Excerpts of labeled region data

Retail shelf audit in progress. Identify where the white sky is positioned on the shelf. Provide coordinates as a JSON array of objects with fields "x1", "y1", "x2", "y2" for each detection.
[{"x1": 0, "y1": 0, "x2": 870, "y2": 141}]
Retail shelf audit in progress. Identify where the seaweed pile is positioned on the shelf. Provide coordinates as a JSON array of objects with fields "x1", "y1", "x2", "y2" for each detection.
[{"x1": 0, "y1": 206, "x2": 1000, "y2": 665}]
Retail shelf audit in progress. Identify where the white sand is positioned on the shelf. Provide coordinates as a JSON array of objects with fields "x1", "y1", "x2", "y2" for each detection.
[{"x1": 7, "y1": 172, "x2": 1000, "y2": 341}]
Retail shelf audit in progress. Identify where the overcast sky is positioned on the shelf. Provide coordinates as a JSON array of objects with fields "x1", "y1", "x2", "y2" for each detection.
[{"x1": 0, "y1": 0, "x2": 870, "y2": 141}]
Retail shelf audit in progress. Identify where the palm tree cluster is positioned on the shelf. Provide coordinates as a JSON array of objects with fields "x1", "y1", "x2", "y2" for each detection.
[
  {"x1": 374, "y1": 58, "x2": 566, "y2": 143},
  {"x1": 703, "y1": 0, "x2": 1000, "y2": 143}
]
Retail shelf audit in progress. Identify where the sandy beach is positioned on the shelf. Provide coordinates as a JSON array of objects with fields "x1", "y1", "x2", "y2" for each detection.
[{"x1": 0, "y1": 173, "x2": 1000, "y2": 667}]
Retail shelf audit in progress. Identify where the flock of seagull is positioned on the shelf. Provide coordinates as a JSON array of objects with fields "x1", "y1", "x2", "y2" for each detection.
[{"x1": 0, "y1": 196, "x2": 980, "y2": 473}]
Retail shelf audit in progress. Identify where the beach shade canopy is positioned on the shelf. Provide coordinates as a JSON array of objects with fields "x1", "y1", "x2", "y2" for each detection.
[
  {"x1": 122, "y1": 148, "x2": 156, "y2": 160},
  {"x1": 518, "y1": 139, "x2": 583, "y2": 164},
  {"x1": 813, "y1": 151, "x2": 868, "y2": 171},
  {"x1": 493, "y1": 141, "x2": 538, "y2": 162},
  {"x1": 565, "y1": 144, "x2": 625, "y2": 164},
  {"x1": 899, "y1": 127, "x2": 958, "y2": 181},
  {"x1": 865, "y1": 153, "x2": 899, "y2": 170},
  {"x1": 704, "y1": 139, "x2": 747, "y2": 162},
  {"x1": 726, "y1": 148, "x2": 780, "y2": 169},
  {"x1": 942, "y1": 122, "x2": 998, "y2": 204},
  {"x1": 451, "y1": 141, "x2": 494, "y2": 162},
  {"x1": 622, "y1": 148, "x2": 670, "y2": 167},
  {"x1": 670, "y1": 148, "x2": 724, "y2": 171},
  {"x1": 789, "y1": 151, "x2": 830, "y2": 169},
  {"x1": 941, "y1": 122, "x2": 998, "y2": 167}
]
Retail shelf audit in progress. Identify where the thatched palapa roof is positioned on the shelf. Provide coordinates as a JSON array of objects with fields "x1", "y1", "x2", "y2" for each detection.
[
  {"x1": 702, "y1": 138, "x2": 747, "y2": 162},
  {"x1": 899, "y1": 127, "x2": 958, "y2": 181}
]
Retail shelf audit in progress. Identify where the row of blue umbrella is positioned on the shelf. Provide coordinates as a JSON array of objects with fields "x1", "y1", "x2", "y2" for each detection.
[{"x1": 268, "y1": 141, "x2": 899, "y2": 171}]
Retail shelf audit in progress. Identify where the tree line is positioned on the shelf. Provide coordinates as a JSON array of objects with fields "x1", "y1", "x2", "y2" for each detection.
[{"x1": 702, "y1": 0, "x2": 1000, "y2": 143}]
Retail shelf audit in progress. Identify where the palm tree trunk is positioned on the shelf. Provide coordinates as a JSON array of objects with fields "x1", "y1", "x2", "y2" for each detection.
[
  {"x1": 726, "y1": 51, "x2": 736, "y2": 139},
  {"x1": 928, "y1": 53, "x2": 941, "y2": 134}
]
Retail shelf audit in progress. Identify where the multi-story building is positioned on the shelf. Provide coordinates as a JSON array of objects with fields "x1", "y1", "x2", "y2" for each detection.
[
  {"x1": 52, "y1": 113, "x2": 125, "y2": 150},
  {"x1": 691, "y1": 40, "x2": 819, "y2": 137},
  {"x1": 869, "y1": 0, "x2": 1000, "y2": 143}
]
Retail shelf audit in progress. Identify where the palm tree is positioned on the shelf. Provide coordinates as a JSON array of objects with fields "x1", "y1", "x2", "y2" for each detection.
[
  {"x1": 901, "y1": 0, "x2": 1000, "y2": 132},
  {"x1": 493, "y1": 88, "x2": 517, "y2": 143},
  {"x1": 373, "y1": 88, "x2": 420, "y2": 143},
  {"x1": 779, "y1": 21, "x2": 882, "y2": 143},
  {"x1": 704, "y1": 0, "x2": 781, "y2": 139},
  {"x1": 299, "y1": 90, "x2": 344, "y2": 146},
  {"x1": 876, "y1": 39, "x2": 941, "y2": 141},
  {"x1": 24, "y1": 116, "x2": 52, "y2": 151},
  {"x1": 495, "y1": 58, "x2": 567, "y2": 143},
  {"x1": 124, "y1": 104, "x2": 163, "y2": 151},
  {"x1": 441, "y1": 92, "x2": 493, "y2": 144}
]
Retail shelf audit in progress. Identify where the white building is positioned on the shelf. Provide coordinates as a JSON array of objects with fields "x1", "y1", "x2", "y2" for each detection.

Do this: Count the lines in the material that contain the string "white", with case taken into account. Give only the number.

Answer to this problem: 3